--- Start of Entries provided ---

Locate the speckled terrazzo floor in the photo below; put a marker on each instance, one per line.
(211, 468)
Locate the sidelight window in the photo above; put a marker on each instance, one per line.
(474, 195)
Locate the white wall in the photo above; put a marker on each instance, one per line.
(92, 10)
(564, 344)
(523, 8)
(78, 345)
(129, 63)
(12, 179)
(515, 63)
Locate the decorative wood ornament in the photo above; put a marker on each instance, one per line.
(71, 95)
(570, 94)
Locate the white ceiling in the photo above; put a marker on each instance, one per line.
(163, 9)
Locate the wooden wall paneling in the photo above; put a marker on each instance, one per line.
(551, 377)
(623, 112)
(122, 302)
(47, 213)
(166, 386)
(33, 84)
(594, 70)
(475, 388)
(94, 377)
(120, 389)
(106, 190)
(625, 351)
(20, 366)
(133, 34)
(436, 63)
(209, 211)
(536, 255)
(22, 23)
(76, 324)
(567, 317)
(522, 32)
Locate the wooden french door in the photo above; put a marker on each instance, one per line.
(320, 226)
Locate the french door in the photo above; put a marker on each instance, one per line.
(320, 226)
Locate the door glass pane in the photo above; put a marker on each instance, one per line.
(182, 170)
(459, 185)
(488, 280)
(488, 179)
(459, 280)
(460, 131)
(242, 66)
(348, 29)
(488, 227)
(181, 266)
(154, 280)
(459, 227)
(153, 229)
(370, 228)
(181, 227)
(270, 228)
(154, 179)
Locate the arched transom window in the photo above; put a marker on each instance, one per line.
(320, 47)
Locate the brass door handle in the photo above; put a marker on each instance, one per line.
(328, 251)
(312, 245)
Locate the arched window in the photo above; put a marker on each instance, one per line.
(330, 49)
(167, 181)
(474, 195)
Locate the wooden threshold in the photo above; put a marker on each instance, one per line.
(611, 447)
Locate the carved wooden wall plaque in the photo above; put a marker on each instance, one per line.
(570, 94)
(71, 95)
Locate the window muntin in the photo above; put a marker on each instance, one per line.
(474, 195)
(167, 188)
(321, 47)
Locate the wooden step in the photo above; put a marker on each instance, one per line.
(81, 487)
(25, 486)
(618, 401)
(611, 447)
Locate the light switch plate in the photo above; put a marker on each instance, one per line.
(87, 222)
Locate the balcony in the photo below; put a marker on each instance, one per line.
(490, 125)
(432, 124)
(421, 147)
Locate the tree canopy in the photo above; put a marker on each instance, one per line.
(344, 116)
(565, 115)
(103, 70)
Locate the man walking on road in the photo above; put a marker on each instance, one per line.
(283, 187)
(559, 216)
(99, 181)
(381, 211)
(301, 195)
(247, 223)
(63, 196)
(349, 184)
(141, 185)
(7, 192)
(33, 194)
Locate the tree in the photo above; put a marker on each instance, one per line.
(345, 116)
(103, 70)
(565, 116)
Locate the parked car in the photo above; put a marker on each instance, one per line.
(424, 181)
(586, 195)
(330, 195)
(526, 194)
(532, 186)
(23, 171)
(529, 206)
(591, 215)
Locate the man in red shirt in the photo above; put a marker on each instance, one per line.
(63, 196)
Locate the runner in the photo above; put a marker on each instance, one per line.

--- End of Entries provided ---

• Written exercise
Starting with the line that contains "Locate the tree canopy", repeat each line through the last one exactly as it appears. Include both ends and nothing more.

• Written reply
Locate the tree canopy in the photo above; put a marker on each instance, one per line.
(344, 116)
(565, 115)
(103, 70)
Locate the man walking on road in the photo above; put a marker on each instance, one per line.
(283, 187)
(559, 216)
(99, 181)
(381, 211)
(301, 195)
(247, 223)
(63, 196)
(349, 184)
(141, 185)
(7, 192)
(33, 194)
Locate the tree in the photo above; put a marker on each instance, one per line.
(345, 116)
(103, 70)
(565, 116)
Locate the parked car in the photo above; put a marker on each instance, one per line.
(424, 181)
(586, 195)
(330, 195)
(526, 194)
(532, 186)
(23, 171)
(529, 206)
(591, 215)
Locate the man in red shirt in the photo above; put a marker on each instance, one per line.
(63, 196)
Locate the runner in the photo above; put a marker on each instance, one per line.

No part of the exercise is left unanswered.